----- INFORMATION SUPPLIED

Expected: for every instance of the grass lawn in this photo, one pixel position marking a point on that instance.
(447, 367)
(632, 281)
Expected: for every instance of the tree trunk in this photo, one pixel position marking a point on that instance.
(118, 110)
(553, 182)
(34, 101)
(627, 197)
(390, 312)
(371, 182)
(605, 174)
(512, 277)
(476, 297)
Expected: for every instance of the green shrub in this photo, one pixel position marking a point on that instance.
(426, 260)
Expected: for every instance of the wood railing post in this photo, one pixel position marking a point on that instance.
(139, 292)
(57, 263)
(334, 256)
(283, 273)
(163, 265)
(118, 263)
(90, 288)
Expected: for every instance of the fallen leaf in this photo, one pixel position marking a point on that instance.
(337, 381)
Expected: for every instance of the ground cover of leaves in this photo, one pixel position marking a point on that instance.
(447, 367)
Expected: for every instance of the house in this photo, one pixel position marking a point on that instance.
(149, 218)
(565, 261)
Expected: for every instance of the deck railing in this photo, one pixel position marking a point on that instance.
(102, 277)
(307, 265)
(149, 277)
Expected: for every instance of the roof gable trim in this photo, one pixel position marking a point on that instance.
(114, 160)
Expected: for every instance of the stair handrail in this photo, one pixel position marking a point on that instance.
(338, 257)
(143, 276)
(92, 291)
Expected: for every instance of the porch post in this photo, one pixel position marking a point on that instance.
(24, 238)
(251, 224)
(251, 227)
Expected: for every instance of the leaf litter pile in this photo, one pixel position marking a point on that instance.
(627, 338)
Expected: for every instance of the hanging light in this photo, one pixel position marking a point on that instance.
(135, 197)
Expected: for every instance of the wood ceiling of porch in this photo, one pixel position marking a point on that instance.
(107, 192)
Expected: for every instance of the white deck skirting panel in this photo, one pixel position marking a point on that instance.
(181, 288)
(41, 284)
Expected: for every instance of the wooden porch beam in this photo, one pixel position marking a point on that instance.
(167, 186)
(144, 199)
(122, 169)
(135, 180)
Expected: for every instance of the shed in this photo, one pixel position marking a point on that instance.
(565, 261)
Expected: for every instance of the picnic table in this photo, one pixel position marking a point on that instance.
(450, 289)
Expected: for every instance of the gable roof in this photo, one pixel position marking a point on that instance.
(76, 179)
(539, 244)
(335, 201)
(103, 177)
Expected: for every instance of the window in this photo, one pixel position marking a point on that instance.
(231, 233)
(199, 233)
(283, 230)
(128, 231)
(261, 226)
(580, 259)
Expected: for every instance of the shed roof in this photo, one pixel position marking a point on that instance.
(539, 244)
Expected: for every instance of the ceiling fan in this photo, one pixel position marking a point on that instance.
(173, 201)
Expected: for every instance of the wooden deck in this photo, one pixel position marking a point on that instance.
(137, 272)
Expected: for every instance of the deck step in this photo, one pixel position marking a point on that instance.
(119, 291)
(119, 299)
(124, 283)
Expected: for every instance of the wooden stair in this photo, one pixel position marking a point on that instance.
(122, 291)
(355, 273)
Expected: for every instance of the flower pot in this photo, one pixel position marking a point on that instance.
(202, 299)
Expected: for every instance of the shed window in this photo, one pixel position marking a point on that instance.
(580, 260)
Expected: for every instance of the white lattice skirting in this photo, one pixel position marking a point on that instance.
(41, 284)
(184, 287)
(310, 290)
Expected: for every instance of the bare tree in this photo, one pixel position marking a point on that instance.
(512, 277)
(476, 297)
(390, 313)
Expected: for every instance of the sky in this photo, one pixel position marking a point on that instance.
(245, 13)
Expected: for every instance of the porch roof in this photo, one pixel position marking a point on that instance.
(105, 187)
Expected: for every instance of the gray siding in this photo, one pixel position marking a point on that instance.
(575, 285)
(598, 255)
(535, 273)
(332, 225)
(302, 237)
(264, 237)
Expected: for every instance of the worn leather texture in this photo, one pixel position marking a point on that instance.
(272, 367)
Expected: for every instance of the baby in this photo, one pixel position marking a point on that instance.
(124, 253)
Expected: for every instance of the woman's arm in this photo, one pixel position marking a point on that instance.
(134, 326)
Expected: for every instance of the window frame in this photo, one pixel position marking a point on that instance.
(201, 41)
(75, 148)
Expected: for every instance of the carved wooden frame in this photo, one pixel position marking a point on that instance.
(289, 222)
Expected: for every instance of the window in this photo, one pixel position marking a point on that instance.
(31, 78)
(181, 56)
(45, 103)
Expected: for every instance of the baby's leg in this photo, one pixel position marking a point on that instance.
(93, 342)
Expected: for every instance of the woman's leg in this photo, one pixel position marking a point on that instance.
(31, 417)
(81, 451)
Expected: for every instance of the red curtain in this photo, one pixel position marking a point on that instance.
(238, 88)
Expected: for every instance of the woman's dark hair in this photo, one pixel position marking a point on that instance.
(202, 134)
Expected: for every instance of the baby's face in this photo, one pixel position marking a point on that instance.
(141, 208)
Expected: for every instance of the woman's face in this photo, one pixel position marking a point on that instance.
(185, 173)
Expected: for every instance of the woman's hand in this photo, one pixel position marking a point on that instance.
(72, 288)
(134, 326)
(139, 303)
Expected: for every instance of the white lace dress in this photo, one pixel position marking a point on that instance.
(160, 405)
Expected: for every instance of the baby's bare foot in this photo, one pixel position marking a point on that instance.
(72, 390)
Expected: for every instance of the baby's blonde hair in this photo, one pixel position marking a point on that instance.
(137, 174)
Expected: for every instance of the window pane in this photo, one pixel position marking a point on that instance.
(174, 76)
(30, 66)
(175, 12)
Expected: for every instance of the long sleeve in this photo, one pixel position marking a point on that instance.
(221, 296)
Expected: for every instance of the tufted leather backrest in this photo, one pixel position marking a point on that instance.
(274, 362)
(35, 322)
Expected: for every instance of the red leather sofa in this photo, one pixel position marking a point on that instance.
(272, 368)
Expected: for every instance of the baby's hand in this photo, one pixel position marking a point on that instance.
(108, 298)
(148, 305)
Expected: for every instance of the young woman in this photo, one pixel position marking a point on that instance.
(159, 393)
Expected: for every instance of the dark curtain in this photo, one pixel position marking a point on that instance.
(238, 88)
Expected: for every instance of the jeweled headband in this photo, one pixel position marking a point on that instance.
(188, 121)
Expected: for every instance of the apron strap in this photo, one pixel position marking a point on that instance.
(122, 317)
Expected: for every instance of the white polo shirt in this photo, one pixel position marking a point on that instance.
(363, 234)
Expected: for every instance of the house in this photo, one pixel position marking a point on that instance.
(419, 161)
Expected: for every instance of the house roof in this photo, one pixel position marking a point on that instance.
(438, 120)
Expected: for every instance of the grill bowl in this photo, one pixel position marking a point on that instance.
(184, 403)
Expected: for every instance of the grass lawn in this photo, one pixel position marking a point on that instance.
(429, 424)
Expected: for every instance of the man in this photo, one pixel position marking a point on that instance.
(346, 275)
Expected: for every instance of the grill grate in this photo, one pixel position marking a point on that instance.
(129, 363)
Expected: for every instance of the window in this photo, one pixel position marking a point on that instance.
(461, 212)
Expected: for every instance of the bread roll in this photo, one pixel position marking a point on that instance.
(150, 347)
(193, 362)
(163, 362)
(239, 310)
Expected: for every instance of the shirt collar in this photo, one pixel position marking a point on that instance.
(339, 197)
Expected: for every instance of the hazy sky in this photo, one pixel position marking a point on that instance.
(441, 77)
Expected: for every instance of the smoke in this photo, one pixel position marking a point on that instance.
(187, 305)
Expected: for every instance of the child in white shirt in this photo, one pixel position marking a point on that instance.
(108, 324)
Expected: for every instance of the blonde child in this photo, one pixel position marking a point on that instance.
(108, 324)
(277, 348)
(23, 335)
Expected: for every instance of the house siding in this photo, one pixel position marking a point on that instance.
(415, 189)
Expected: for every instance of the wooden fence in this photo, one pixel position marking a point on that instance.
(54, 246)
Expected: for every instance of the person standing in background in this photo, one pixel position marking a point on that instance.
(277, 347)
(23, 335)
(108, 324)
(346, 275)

----------

Starting with the line that contains "Expected: for every instance of the smoke", return each line through the last one of the data above, exactly as written and nothing more.

OUTPUT BELOW:
Expected: for every instance of the smoke in this photo, one pixel position marking a point on that instance.
(187, 305)
Expected: for every instance of the child in white shirt in this photo, one pixel position marking a point on that instance.
(108, 324)
Expected: for every instance of the blonde child in this photo, one pixel position marking a point on that instance.
(108, 324)
(277, 348)
(23, 335)
Expected: for every instance of the house siding in this photo, one pixel position marking a point on that instance.
(415, 189)
Expected: for every instance of the wooden fence in this photo, one pixel position marking a point on that instance.
(54, 246)
Expected: for every instance of the person standing in background in this photo, one pixel position marking a point on that instance.
(277, 347)
(23, 335)
(108, 324)
(346, 275)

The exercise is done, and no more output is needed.